* [PASSAGE PROVIDED]:
● ● ●

Stolen Paychecks
Monday, March 22, 2010
- Organization: Gambit New Orleans
- Link: http://bestofneworleans.com
Many people depend on Santos Alvarado: his wife, their 5-month-old baby in New Orleans, and the couple's three other children living in his native Honduras. Alvarado has spent the last four years as a day laborer rebuilding homes destroyed in the aftermath of Hurricane Katrina, sending money back to Honduras every month for his kids' tuition, food, clothes and other neccessities.
So last May when a construction contractor refused to pay Alvarado for more than a month's work, his life unraveled. His landlord threatened eviction, and his children were forced to leave school. Alvarado confronted his boss. The contractor strung him along, he says, promising to pay Alvarado in a few days. But when payday arrived, the contractor was nowhere to be found, and the many voice messages Alvarado left on his boss's phone went unanswered. Finally, he spoke with his employer, who told Alvarado to go to a house on Frenchmen Street the next morning, where someone would bring him a check. Alvarado waited all day in front of the house. No one ever came.

● ● ●

* [CHALLENGE 1]: In the article on stolen paychecks, for how long has Santos Alvarado worked as a day laborer rebuilding homes?
* [CHALLENGE 2]: According to the stolen paychecks article, who depends on Santos Alvarado? List each of them.
The lines after this point are separate material, unrelated to the article.

* [Stored entries]:
● ● ●

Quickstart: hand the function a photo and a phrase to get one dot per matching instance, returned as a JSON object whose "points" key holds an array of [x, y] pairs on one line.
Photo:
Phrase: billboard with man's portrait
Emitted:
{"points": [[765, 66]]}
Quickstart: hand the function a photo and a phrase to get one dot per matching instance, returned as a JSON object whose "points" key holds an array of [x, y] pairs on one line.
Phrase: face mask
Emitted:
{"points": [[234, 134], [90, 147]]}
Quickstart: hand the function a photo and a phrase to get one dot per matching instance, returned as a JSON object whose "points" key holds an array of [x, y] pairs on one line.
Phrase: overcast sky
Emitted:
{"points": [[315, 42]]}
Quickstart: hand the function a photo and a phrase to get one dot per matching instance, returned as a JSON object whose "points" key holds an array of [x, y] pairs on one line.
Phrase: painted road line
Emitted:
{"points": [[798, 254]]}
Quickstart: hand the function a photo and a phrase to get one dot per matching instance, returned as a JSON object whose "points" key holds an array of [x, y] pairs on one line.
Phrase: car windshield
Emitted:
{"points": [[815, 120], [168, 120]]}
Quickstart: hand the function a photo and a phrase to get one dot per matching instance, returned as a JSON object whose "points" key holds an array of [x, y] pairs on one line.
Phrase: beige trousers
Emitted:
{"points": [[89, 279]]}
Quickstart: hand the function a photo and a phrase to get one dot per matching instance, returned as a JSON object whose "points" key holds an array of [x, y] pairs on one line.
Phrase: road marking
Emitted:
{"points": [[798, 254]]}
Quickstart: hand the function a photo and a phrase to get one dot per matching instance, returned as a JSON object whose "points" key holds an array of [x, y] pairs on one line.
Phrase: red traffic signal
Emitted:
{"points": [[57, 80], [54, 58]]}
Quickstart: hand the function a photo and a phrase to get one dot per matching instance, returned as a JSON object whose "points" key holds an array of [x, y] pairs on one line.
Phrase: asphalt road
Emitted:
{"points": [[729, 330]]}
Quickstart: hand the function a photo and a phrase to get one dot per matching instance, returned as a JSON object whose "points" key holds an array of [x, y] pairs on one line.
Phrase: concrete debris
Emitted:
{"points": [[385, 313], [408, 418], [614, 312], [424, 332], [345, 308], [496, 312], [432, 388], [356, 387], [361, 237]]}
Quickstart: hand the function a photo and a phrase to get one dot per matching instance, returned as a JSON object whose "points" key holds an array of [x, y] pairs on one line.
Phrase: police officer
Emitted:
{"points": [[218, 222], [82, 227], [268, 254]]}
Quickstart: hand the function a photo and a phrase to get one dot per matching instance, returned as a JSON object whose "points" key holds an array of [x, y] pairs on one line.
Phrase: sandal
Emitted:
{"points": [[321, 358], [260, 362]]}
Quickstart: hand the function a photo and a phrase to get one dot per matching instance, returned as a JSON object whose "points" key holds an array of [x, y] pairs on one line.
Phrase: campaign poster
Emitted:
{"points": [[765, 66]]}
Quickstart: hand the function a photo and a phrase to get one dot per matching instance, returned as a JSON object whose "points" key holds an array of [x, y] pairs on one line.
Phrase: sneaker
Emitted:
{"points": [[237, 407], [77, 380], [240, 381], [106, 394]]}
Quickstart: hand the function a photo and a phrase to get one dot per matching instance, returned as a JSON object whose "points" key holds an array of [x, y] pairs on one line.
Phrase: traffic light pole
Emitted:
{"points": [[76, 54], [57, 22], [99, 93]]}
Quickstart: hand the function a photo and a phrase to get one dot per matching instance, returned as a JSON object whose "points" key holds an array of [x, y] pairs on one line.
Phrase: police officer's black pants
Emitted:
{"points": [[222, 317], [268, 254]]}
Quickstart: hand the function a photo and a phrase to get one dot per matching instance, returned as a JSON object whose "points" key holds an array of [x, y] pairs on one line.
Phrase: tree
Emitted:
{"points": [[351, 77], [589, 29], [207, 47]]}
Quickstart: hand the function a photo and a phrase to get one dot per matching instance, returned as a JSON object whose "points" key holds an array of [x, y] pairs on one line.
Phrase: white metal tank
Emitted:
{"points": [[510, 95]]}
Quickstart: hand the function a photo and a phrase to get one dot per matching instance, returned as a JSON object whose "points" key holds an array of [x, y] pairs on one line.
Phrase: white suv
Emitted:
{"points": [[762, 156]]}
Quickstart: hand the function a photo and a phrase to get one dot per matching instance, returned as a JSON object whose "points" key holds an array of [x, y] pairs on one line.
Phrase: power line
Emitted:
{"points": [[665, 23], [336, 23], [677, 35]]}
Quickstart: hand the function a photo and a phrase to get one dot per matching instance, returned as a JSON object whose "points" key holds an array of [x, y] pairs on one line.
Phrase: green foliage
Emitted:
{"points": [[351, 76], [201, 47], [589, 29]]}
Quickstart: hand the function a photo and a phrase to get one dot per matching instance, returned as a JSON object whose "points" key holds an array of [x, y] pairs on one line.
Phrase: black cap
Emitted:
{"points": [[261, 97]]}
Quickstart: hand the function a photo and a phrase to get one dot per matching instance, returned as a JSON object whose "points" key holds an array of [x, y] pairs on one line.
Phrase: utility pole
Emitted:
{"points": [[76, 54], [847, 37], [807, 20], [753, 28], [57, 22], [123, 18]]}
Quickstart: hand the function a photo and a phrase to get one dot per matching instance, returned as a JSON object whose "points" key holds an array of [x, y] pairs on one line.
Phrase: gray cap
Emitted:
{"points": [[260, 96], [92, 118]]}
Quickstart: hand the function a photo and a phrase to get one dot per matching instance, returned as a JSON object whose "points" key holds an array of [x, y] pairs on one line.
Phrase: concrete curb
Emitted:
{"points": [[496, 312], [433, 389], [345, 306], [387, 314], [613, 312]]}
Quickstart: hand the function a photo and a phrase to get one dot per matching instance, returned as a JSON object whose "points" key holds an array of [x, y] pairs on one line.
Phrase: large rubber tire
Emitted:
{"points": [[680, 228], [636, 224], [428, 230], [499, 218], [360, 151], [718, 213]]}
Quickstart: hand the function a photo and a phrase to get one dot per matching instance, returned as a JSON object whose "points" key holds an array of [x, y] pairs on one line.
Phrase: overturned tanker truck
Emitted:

● ● ●

* [PROBLEM SOLUTION 1]: Four years.

* [PROBLEM SOLUTION 2]:
- His wife
- Their 5-month-old baby in New Orleans
- The couple's three other children living in Honduras